(Position annotation records)
_ _ _ _

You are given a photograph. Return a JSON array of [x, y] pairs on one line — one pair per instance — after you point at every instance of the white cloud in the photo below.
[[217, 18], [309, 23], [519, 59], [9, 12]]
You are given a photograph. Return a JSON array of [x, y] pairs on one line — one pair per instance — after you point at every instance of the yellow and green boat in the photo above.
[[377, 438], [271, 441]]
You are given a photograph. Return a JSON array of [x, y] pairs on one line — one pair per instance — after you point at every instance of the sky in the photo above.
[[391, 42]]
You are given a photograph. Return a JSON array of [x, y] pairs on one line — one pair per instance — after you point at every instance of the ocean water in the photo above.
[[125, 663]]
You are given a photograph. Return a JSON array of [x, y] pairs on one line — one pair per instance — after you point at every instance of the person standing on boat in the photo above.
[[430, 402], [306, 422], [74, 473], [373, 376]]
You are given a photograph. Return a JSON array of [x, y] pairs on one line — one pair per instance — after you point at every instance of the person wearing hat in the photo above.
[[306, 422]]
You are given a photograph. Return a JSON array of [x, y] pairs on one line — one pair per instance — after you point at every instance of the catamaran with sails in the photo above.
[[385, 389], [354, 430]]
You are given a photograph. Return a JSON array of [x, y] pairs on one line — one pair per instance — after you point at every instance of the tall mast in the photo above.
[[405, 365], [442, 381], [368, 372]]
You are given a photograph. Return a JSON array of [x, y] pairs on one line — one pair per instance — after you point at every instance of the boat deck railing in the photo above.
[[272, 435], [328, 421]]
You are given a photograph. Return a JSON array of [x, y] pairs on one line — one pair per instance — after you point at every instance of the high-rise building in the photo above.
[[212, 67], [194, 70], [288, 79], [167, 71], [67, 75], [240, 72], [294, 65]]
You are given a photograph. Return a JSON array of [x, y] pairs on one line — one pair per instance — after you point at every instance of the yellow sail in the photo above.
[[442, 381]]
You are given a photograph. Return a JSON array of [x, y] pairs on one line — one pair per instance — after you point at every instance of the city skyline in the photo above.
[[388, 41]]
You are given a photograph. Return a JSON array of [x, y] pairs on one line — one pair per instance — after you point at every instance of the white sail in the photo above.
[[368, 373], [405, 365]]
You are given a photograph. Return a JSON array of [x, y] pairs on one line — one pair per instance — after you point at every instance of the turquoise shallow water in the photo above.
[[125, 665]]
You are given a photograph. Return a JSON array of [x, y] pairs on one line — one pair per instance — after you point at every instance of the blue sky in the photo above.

_ _ _ _

### Stated task
Reproduce all of the records above verbatim, line for line.

### Written answer
You are given a photograph. Return a JSON array of [x, y] pairs on one line — one pair per instance — after you point at every instance of the white cloud in the photo below.
[[217, 18], [309, 23], [519, 59], [9, 12]]
You are given a photograph. Return a JSON array of [x, y] pairs on one line — one pair per instance — after you point at every instance of the yellow and green boat in the photo above.
[[377, 438], [271, 441]]
You are given a photograph. Return a JSON array of [x, y] pairs on one line — one pair per instance — after you point at every instance of the sky in the photo above.
[[391, 42]]
You are given a photograph. Return a JSON array of [x, y] pairs on one line — one pair per instance — after you point at every instance of the ocean water in the photo above.
[[125, 663]]
You are given a photograph. Return a JSON array of [x, y] pairs on one line — one pair per instance — after you point at every instance of the person standing on boat in the photo above.
[[430, 402], [306, 422], [74, 473], [373, 376]]
You are given a photograph. Return a JSON array of [x, y] pairs on one line — one pair per instance — after you point at every instance of the person wearing hat in the photo above.
[[306, 422]]
You are given a photograph. Return a JSON array of [x, y] pairs on one line — one pair per instance — after you point at every instance of the catamaran with sails in the photo above.
[[385, 389], [354, 430]]
You are given a photograph. Return a JSON array of [x, y] pairs on one line — one pair per instance — after you point at every instance of the tall mast in the photo above.
[[405, 365], [442, 381], [368, 372]]
You are given a photograph. Return a JSON array of [x, y] pairs on one line — one pair per instance — after you point at every instance of the boat deck railing in the photo above.
[[272, 435], [328, 421]]
You are given a photograph. Return a JSON array of [x, y] pairs on one line — one pair per instance — after you point at every instance of the high-rise building in the photo above.
[[212, 67], [194, 70], [288, 79], [167, 71], [67, 75], [240, 72], [294, 65]]
You are given a photograph. Return a JSON array of [x, y] pairs on one line — one pair per instance — after you point at every instance of the yellow sail in the photo above.
[[442, 381]]
You are given a photograph. Return a JSON array of [x, y] pairs on one line — one pair per instance — after you point at every instance of the city skyline in the photo above.
[[388, 41]]
You are given a photograph. Return a JSON array of [x, y] pairs on one line — one pair per instance — after you point at every instance of the white sail in the photo above.
[[368, 373], [405, 365]]
You are given a photograph. Return a JSON array of [x, y] pairs on one line — one pair per instance — after you point at every instance of the turquoise shallow water in the photo above.
[[125, 665]]
You are given a photograph. Return a JSON array of [x, y] pairs on one line — one pair per instance — after you point at every instance of the blue sky in the photo above.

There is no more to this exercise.